WHAT YOU HAVE TO DO:
Write the listing out again, all of it, word for word.

SUPPLIED RECORDS:
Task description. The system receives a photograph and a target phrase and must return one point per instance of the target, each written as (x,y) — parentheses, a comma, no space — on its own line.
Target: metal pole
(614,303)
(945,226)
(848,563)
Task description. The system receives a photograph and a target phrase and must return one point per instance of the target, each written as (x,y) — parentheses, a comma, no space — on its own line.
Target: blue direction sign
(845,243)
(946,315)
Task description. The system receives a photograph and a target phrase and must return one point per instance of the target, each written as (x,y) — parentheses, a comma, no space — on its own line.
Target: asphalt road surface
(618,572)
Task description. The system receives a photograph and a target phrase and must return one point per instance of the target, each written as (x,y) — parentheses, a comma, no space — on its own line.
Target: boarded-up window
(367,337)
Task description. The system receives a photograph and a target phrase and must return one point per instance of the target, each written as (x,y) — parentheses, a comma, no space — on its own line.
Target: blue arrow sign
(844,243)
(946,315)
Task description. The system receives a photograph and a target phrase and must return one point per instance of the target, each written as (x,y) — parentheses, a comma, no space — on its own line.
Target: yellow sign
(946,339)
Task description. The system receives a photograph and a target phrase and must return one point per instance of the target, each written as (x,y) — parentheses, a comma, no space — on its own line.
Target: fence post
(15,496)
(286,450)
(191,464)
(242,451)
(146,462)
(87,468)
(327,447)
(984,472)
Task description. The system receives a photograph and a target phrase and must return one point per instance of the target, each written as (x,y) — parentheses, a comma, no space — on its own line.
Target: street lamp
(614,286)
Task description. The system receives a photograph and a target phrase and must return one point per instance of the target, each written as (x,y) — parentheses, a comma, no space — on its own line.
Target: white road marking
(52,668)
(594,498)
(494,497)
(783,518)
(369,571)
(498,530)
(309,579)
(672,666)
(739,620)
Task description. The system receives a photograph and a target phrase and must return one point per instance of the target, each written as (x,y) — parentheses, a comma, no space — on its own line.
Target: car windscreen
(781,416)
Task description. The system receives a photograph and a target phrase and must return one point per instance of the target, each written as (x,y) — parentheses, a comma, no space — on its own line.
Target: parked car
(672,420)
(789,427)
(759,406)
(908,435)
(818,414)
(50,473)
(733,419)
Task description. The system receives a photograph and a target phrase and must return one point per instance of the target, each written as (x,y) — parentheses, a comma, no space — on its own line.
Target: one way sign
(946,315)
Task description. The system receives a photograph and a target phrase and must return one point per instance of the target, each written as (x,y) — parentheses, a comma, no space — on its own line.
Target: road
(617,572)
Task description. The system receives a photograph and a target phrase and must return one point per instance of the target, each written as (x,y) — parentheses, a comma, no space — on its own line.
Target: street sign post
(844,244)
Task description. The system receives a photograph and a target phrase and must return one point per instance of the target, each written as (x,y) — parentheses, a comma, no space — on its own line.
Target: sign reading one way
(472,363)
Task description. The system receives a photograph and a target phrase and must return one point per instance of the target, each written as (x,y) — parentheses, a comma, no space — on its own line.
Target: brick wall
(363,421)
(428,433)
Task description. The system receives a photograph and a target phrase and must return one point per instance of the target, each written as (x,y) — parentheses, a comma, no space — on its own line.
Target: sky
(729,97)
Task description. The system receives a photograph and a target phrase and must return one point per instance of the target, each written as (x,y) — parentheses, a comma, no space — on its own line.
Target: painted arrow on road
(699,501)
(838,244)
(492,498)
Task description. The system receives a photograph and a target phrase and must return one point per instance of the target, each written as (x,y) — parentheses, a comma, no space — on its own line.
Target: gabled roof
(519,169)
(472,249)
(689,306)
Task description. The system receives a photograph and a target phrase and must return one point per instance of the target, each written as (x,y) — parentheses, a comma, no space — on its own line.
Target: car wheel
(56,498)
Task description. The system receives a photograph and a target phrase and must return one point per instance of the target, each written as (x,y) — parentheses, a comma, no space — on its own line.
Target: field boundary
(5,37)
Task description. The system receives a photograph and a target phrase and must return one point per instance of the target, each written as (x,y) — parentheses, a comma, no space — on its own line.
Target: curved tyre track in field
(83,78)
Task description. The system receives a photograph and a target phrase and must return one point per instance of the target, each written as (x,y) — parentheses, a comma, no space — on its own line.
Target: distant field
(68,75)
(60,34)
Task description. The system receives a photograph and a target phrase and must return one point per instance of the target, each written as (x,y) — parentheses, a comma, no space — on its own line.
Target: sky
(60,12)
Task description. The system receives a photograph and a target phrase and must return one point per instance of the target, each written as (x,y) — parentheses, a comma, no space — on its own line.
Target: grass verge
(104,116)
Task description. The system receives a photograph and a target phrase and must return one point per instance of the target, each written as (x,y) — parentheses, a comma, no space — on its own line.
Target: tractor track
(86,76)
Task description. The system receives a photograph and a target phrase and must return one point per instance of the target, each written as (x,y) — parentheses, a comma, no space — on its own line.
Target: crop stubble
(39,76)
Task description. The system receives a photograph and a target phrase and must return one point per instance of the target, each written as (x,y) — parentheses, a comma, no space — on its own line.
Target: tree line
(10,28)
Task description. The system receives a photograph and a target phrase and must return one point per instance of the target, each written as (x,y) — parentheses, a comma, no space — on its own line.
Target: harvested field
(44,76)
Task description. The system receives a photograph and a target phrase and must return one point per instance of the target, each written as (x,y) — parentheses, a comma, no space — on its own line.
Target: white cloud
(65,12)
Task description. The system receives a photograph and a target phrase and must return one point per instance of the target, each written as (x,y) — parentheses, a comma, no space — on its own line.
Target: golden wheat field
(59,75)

THE RESULT:
Task description. The system receives a photograph and a target phrase and must return one point per instance of the target, each written as (x,y) — parentheses, a comma, no space — on its own line.
Target: metal pole
(614,303)
(945,226)
(848,563)
Task description. The system receives a photograph and a target phrase and must return one point per instance of the target, each written as (x,y) — parentheses, a comma, no space — on its own line.
Target: blue direction sign
(845,243)
(946,315)
Task description. The system receives a photograph and a target phrase and must return one point per instance of the target, each written as (x,y) — parentheses, a comma, no space — on its own line.
Target: asphalt road surface
(618,572)
Task description. The system receives a photograph and a target phrase and must return one point per instance of the target, each written as (x,y) — parentheses, a comma, no space — on its own line.
Target: boarded-up window
(367,337)
Task description. The system receives a photograph and a target phrase and must return one point per instance of the target, each written as (x,y) — parentheses, a comma, no space — on its own line.
Target: blue arrow sign
(844,243)
(946,315)
Task description. The system receives a photograph and a target phrase and must return one point per instance of the target, each written as (x,y) — parentheses, a comma, no space — on its own line.
Target: yellow sign
(946,339)
Task description. The system receives a photograph and a target phrase and must return one point per instance of the target, each written as (x,y) — parentheses, a comma, no space — on its own line.
Target: fence post
(15,496)
(286,450)
(191,464)
(242,451)
(146,462)
(87,468)
(327,447)
(984,472)
Task description. The system receives a photograph and a target phrase and must return one point per instance of the target, each written as (x,y) — parentheses, a comma, no space — on its own line.
Target: street lamp
(614,286)
Task description. The system receives a photograph and a target phrase and must return one point per instance of the target, each written as (x,y) — parentheses, a comma, no space — on its own line.
Target: white road marking
(52,668)
(594,498)
(494,497)
(783,518)
(369,571)
(498,530)
(309,579)
(672,666)
(739,620)
Task description. The system receives a photograph and a target phrase and must return one point per instance of the target, each written as (x,y) — parentheses, a comma, no space — on its own line.
Target: car windscreen
(781,416)
Task description. The system receives a photograph and a target phrase and must return one point per instance of the target, each written as (x,y) — parentheses, a comma, no space — on its own line.
Target: parked car
(672,420)
(789,427)
(759,406)
(908,435)
(818,414)
(50,473)
(733,419)
Task description. The system receives a photograph and a target phrase and must return one point per instance of the target, each written as (x,y) — parentheses, a comma, no space — on its own line.
Target: one way sign
(946,315)
Task description. The system receives a photograph and a target phrase and must return one point per instance of the target, each written as (x,y) — parentheses, a comma, no space — on its own line.
Target: road
(617,572)
Task description. The system receives a photograph and a target phrase and must return one point per instance of the target, each written as (x,y) — parentheses, a comma, no space — on its own line.
Target: street sign post
(844,244)
Task description. The system receives a photograph and a target phrase and must return one point per instance of the target, each written as (x,y) — parentheses, a comma, no space — on its own line.
Target: sign reading one way
(472,363)
Task description. The system receives a photograph and a target phrase and must return one point per instance of the target, each written as (x,y) — parentheses, a comma, no space — on its own line.
Target: brick wall
(363,421)
(428,433)
Task description. The system receives a photograph and a target phrase and must return one point per instance of the target, each written as (x,y) — parentheses, a comma, no space — on its own line.
Target: sky
(729,97)
Task description. The system receives a photograph and a target phrase and must return one point per instance of the target, each written as (x,y) — parentheses, a comma, no space — on its own line.
Target: painted arrow on road
(699,501)
(838,244)
(492,498)
Task description. The system receives a photograph and a target phrase and must return one point per instance of the target, each written as (x,y) — parentheses, a comma, no space — on its own line.
Target: gabled roof
(519,169)
(472,249)
(689,306)
Task description. The system receives a photograph and a target phrase and must return one point per instance of the target, each written as (x,y) — parentheses, a comma, no space — on its own line.
Target: car wheel
(56,498)
Task description. The system receives a photograph and a target phrase and must return one point per instance of the target, each written as (x,y) — parentheses, a comma, no space — on its own line.
Target: field boundary
(5,37)
Task description. The system receives a photograph and a target phrase and must return one point per instance of the target, each written as (x,y) — parentheses, a comma, no space — on its own line.
Target: curved tyre track in field
(83,78)
Task description. The system receives a photograph and a target phrase and must return one point per instance of the target, each written as (x,y) — parentheses, a comma, no space — on its own line.
Target: distant field
(68,75)
(60,34)
Task description. The system receives a photograph and a target phrase and must return one point per instance of the target, each written as (x,y) — parentheses, a comma, no space — on its own line.
Target: sky
(60,12)
Task description. The system receives a photograph and a target phrase and must return one point per instance of the target, each written as (x,y) — parentheses, a comma, no space — on its own line.
Target: grass verge
(104,116)
Task description. The system receives a photograph and a target phrase and must return one point per instance of the target, each written as (x,y) — parentheses, a comma, no space — on its own line.
Target: tractor track
(86,76)
Task description. The system receives a photograph and a target phrase and must return one point per instance of the target, each written as (x,y) — parentheses, a comma, no space — on its own line.
Target: crop stubble
(39,76)
Task description. The system receives a photograph and a target phrase and must return one point per instance of the target, each written as (x,y) — parentheses, a comma, no space — on its own line.
Target: tree line
(10,28)
Task description. The system receives a photograph and a target phrase and must return one point per instance of the target, each written as (x,y) — parentheses, a comma, no space — on its own line.
Target: harvested field
(44,76)
Task description. The system receives a photograph and a target phrase and must return one point per instance of the target, each written as (x,y) — parentheses, a comma, no space — on its own line.
Target: white cloud
(65,12)
Task description. The system receives a photograph and a target phrase and must return one point per instance of the target, each written as (x,y) — parentheses, a comma, no space — on its own line.
Target: golden wheat field
(59,75)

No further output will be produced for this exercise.